>> BEGIN Extracted records
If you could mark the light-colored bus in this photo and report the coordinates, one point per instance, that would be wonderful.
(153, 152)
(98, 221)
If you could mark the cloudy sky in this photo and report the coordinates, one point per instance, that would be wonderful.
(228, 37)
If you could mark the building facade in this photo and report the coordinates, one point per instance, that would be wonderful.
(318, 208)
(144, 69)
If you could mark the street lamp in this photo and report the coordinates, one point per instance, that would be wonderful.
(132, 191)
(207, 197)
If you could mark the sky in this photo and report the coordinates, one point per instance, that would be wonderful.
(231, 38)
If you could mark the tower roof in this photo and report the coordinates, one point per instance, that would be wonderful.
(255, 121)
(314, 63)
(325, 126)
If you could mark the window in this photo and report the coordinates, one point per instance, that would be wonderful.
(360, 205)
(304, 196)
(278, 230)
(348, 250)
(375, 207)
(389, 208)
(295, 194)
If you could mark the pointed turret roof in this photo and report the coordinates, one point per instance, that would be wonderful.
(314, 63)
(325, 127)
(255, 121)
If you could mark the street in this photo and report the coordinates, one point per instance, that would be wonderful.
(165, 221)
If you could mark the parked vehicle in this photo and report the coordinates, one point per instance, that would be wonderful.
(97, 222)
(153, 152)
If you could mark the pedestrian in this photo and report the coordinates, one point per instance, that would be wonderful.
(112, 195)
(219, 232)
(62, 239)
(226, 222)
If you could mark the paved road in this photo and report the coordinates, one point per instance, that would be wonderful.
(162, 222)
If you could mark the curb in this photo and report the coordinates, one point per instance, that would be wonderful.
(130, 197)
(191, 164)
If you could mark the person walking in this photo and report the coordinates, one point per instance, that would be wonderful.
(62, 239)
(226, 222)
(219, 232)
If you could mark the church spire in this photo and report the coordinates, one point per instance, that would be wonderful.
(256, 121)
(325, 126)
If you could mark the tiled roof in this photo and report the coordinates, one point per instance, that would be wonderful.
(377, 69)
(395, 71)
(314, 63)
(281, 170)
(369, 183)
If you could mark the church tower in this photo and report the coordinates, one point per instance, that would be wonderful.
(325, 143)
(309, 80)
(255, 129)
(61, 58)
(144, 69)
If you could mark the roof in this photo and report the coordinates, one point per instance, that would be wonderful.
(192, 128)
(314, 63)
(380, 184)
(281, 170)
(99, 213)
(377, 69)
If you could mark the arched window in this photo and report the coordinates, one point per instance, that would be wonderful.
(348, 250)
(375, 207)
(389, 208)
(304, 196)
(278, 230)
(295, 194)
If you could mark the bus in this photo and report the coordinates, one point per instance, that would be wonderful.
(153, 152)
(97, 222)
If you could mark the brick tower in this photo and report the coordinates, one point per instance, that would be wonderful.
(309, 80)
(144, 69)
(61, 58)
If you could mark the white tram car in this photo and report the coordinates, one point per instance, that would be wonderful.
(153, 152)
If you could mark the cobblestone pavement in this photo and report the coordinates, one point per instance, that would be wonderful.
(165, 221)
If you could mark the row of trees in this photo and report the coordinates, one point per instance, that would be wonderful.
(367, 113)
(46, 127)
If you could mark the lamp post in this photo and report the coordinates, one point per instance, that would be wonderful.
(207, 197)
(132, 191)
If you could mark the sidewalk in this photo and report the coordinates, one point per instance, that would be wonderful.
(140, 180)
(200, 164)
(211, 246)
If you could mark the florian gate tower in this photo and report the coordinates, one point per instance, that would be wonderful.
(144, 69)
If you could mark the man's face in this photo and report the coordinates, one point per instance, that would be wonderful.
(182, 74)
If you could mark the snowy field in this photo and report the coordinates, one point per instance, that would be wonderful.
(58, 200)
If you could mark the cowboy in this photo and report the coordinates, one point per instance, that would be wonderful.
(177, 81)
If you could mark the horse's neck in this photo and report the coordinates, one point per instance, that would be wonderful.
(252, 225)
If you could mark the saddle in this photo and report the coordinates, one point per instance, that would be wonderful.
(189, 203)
>> END Extracted records
Direction: Extract the whole listing, character for character.

Result for this task:
If you could mark the light-colored bus in this photo and report the coordinates, one point per instance, that would be wonderful.
(153, 152)
(98, 221)
If you could mark the cloudy sky in this photo and report the coordinates, one point per instance, that would be wonderful.
(228, 37)
If you could mark the building facade in this photo and report the coordinates, one point per instance, that would be wonderful.
(318, 208)
(144, 69)
If you could mark the street lamp in this photo and report the coordinates, one point per instance, that would be wonderful.
(132, 191)
(207, 197)
If you could mark the sky in this photo and report the coordinates, one point per instance, that would be wonderful.
(231, 38)
If you could mark the tower roof in this photo and report the coordinates, one point per instance, that would be wonderful.
(255, 121)
(314, 63)
(325, 126)
If you could mark the window in this photo and report the coordinates, one point per instance, that would be wonderful.
(360, 205)
(304, 196)
(278, 230)
(348, 250)
(375, 207)
(389, 208)
(295, 194)
If you could mark the pointed turret roof in this photo and report the coordinates, one point per instance, that would be wonderful.
(314, 63)
(325, 127)
(255, 121)
If you could mark the street in this photo and report the coordinates, one point per instance, that would be wonderful.
(165, 221)
If you could mark the parked vehicle in this photo and report the coordinates, one point per instance, that would be wonderful.
(97, 222)
(153, 152)
If you could mark the pedestrian in this photo and report the coordinates, one point per instance, that would be wonderful.
(112, 195)
(219, 232)
(62, 239)
(226, 222)
If you could mark the paved road in this photo and report the coordinates, one point per instance, that would be wonderful.
(162, 222)
If you could mark the curb in this photo and report the coordinates, one point per instance, that would be wonderful.
(130, 197)
(191, 164)
If you could mark the person walking in this photo and report the coordinates, one point per instance, that would be wonderful.
(62, 239)
(226, 222)
(219, 232)
If you could mark the church spire in this photo and report the coordinates, one point per instance, that would be wonderful.
(256, 121)
(325, 126)
If you could mark the tiled roof in this photo and report the coordinates, one point per instance, that would be wonderful.
(377, 69)
(395, 71)
(314, 63)
(281, 170)
(369, 183)
If you could mark the church tower in this photo and report the coordinates, one point per instance, that would be wonderful.
(325, 143)
(309, 80)
(255, 129)
(61, 58)
(144, 69)
If you could mark the roof in this photo and report the coordinates, one point per instance, that would be wonderful.
(192, 128)
(314, 63)
(380, 184)
(281, 170)
(99, 213)
(377, 69)
If you could mark the arched window in this photo and report the coordinates, one point per instance, that would be wonderful.
(348, 250)
(375, 207)
(389, 208)
(304, 196)
(278, 230)
(295, 194)
If you could mark the bus in this photo and report the coordinates, one point per instance, that would be wonderful.
(153, 152)
(97, 222)
If you could mark the brick tower in this photo and report the coordinates, one point per instance, that would be wonderful.
(309, 80)
(144, 69)
(61, 58)
If you could mark the white tram car in this photo and report the coordinates, one point per instance, that would be wonderful.
(153, 152)
If you could mark the cobblestone pavement in this photo and report the coordinates, one point per instance, that would be wonderful.
(165, 221)
If you could mark the row of trees in this photo and report the coordinates, one point per instance, that would be wonderful.
(367, 113)
(46, 127)
If you could mark the lamp post in this photo and report the coordinates, one point per instance, that would be wonderful.
(207, 197)
(132, 191)
If you could mark the sidewalk in this photo and report the coordinates, one point per instance, that would be wonderful.
(140, 180)
(200, 164)
(211, 246)
If you could mark the florian gate tower in this photo and report the coordinates, one point per instance, that would be wonderful.
(144, 69)
If you could mark the man's face in this photo and report the coordinates, one point per instance, that would be wonderful.
(182, 74)
If you could mark the snowy field in this photo and report the coordinates, one point per instance, that would be wonderful.
(58, 200)
If you could mark the cowboy in this photo and report the coordinates, one point per instance, that would be wonderful.
(177, 81)
If you could mark the horse's neck in this photo and report the coordinates, one point per instance, that would be wonderful.
(252, 225)
If you could mark the saddle in this photo and report the coordinates, one point per instance, that would be wonderful.
(189, 203)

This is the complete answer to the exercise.